Activity: Carry on the news item about Wokingham Borough Council's plan to move its headquarters, starting after its last sentence.

Text provided:

29 September 2023
Preferred future headquarter accommodation agreed by decision-making executive
The council has agreed to review its office accommodation including opportunities to relocate its headquarters at Shute End
At its meeting last night, Wokingham Borough Council’s decision-making executive agreed to review its office accommodation including the opportunities to relocate its headquarters at Shute End to a more appropriately sized and more energy efficient building.
Like many other organisations and businesses across the country, the way in which the council works changed during the Covid-19 pandemic, and this has continued since then.
Shute End no longer meets our needs
The Shute End office is now too big for the council’s needs and the running costs are very high – around £1.1million per year. Not only that, Shute End is not energy efficient. By 2030, there is a legal requirement to have an Energy Performance Certificate (EPC) rating of B. Shute End is currently rated at EPC D and it would cost more than £1million to bring it up to standard.
As a responsible authority, the borough council has to look at its own resources and seek to reduce its costs where it can to help protect vital services.
Proposed new Headquarters
The council has explored a number of possible locations for a new headquarters taking into consideration criteria such as location, sites it owns, availability as well as making sure the building is an appropriate size for its workforce and energy efficient.
And at its meeting, the executive agreed that 28 to 38 Peach Street in Wokingham (the former Marks & Spencer building) is the preferred alternative headquarters location and approved for more detailed feasibility and planning work to take place.
The outcome of this work will be reported back to the Executive next year (2024). This is a long-term project which would be subject to planning permission and the council doesn’t envisage moving into its new headquarters until early 2027.

Material supplied:

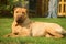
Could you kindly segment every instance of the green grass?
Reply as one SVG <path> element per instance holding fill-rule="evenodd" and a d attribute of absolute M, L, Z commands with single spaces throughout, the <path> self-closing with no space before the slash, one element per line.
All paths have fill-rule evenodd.
<path fill-rule="evenodd" d="M 61 24 L 66 30 L 66 18 L 47 19 L 32 18 L 33 21 L 54 22 Z M 11 32 L 12 18 L 0 18 L 0 44 L 66 44 L 64 38 L 47 38 L 47 37 L 3 37 Z"/>

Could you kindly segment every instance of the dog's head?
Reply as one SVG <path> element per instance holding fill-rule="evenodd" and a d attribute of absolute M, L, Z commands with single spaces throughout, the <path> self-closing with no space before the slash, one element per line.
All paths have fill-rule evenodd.
<path fill-rule="evenodd" d="M 14 9 L 14 20 L 18 23 L 22 23 L 26 18 L 28 18 L 28 15 L 26 15 L 25 8 L 15 8 Z"/>

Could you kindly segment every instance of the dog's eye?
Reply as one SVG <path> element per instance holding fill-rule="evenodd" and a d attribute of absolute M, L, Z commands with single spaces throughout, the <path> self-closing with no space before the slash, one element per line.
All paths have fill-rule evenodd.
<path fill-rule="evenodd" d="M 25 14 L 24 12 L 22 12 L 22 14 Z"/>

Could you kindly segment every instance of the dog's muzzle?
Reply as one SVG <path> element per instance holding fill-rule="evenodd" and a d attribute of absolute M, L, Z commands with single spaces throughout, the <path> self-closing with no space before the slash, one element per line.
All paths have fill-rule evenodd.
<path fill-rule="evenodd" d="M 18 16 L 16 22 L 18 23 L 23 23 L 24 22 L 24 15 Z"/>

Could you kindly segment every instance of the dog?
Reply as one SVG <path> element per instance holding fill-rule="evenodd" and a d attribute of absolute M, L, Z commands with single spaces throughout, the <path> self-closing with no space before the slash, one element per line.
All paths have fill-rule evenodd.
<path fill-rule="evenodd" d="M 45 36 L 62 38 L 66 31 L 56 23 L 35 22 L 28 16 L 25 8 L 14 9 L 12 34 L 14 36 Z"/>

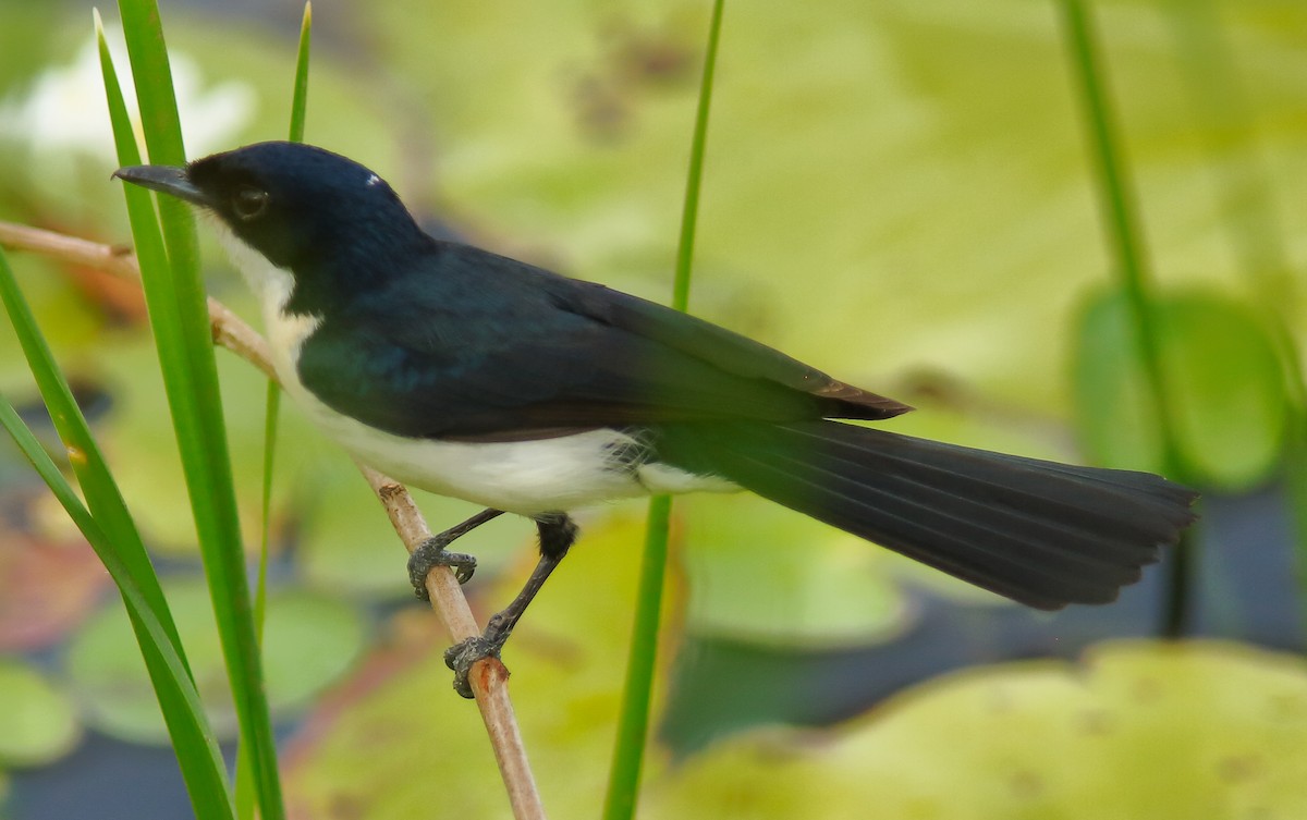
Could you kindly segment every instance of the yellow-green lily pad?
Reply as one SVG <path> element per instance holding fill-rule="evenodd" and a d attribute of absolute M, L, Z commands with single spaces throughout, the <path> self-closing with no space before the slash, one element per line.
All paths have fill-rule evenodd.
<path fill-rule="evenodd" d="M 1307 661 L 1102 644 L 928 680 L 835 731 L 757 733 L 651 785 L 648 817 L 1307 816 Z"/>
<path fill-rule="evenodd" d="M 46 765 L 71 752 L 80 739 L 72 699 L 35 667 L 0 659 L 0 764 Z M 3 790 L 0 777 L 0 794 Z"/>
<path fill-rule="evenodd" d="M 208 590 L 195 580 L 169 581 L 165 594 L 214 731 L 233 736 L 235 713 Z M 339 599 L 302 590 L 269 595 L 264 675 L 274 717 L 303 708 L 344 675 L 366 633 L 362 614 Z M 166 742 L 154 691 L 120 606 L 107 607 L 73 637 L 68 672 L 97 729 L 128 740 Z"/>

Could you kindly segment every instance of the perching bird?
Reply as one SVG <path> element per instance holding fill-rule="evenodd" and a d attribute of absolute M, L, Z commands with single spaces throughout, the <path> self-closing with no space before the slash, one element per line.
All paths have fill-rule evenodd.
<path fill-rule="evenodd" d="M 451 541 L 507 511 L 540 563 L 456 688 L 497 655 L 567 552 L 576 507 L 750 490 L 1006 595 L 1106 603 L 1192 520 L 1196 494 L 1148 473 L 1070 466 L 848 424 L 910 410 L 660 304 L 426 235 L 363 166 L 261 142 L 116 176 L 213 213 L 263 300 L 282 386 L 356 457 L 485 505 L 410 561 L 471 575 Z M 766 560 L 766 556 L 759 556 Z"/>

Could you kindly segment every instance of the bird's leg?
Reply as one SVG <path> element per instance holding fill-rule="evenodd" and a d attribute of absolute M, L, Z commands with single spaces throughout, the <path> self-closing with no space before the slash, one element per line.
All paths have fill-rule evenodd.
<path fill-rule="evenodd" d="M 413 555 L 409 556 L 409 582 L 413 585 L 413 593 L 423 601 L 430 598 L 426 591 L 426 576 L 437 567 L 451 567 L 459 584 L 467 584 L 477 569 L 476 556 L 465 552 L 450 552 L 446 547 L 455 538 L 467 535 L 486 521 L 502 514 L 501 509 L 482 509 L 463 524 L 451 526 L 439 535 L 431 535 L 420 543 L 413 550 Z"/>
<path fill-rule="evenodd" d="M 576 541 L 576 524 L 566 513 L 538 516 L 536 529 L 540 531 L 540 561 L 531 577 L 527 578 L 521 591 L 512 599 L 512 603 L 490 618 L 485 632 L 455 644 L 444 652 L 444 663 L 454 670 L 454 689 L 463 697 L 472 697 L 472 687 L 468 684 L 468 672 L 472 670 L 472 665 L 482 658 L 499 657 L 499 650 L 512 635 L 512 628 L 518 625 L 521 614 L 527 611 L 527 605 L 545 585 L 545 580 L 549 578 L 549 575 Z"/>

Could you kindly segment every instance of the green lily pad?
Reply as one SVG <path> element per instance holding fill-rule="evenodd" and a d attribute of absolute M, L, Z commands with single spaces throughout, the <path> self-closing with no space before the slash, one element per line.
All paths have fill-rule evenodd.
<path fill-rule="evenodd" d="M 1307 662 L 1120 641 L 1081 665 L 971 669 L 830 733 L 721 744 L 651 786 L 648 817 L 1300 817 Z"/>
<path fill-rule="evenodd" d="M 1274 342 L 1249 311 L 1219 294 L 1170 294 L 1154 309 L 1187 478 L 1235 490 L 1264 479 L 1278 461 L 1289 418 Z M 1077 417 L 1099 462 L 1159 471 L 1162 445 L 1133 339 L 1123 292 L 1089 302 L 1076 354 Z"/>
<path fill-rule="evenodd" d="M 165 593 L 209 719 L 221 736 L 233 736 L 235 714 L 208 590 L 200 581 L 170 581 Z M 272 594 L 264 675 L 274 716 L 303 708 L 344 675 L 366 633 L 362 615 L 339 599 L 298 590 Z M 120 606 L 106 608 L 73 637 L 68 671 L 88 721 L 99 730 L 142 743 L 166 742 L 154 691 Z"/>
<path fill-rule="evenodd" d="M 39 766 L 81 740 L 72 699 L 37 669 L 0 658 L 0 764 Z M 4 780 L 0 777 L 0 794 Z"/>
<path fill-rule="evenodd" d="M 0 528 L 0 652 L 48 646 L 98 605 L 108 573 L 85 541 Z"/>
<path fill-rule="evenodd" d="M 910 622 L 884 550 L 753 495 L 678 503 L 691 632 L 833 648 L 889 640 Z"/>

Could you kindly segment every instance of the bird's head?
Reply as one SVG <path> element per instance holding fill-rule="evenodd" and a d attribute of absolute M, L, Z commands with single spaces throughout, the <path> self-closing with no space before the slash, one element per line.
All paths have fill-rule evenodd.
<path fill-rule="evenodd" d="M 129 166 L 114 176 L 204 208 L 297 279 L 314 266 L 379 262 L 425 240 L 384 180 L 311 145 L 257 142 L 186 167 Z"/>

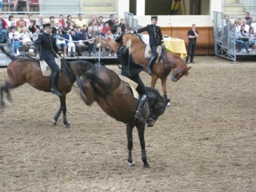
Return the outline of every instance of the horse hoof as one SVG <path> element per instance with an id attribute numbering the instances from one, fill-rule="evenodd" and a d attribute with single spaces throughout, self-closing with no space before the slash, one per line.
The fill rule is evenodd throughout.
<path id="1" fill-rule="evenodd" d="M 51 122 L 51 125 L 52 125 L 52 126 L 56 126 L 56 125 L 57 125 L 57 122 L 56 122 L 55 120 L 53 120 L 53 121 Z"/>
<path id="2" fill-rule="evenodd" d="M 71 125 L 70 123 L 67 122 L 65 125 L 66 125 L 66 128 L 67 128 L 67 129 L 71 128 Z"/>
<path id="3" fill-rule="evenodd" d="M 128 162 L 128 165 L 129 165 L 130 166 L 134 166 L 134 164 L 135 164 L 134 162 Z"/>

Reply:
Given the criteria set out above, especially relating to size and capacity, the options for an alternative headquarters were all identified within Wokingham town. However, further work to consider opportunities for leasing other suitable properties outside of Wokingham town will be carried out and compared with the current preferred option.
The council is also looking at community hubs, with greater flexibility and the opportunity to work more collaboratively with partners and the wider community.
Facing unprecedented challenges
Cllr Stephen Conway, leader of the council, said: “We’re facing unprecedented financial challenges and we are having to make difficult decisions about many of our services to help reduce costs and prioritise funding to support those most in need. Therefore, it is only right and proper that we look at the buildings we own and see where we can make efficiencies. Since the pandemic our working practices have changed.
“Our Civic Offices at Shute End have become far too expensive to run given the current circumstances. Thanks to modern flexible working practices, especially working part of the week from home or other locations, a building of this size is no longer needed. There are environmental benefits too as Shute End is not energy efficient and to bring it up to the legal requirement by 2030 would require a significant investment – money we simply don’t have.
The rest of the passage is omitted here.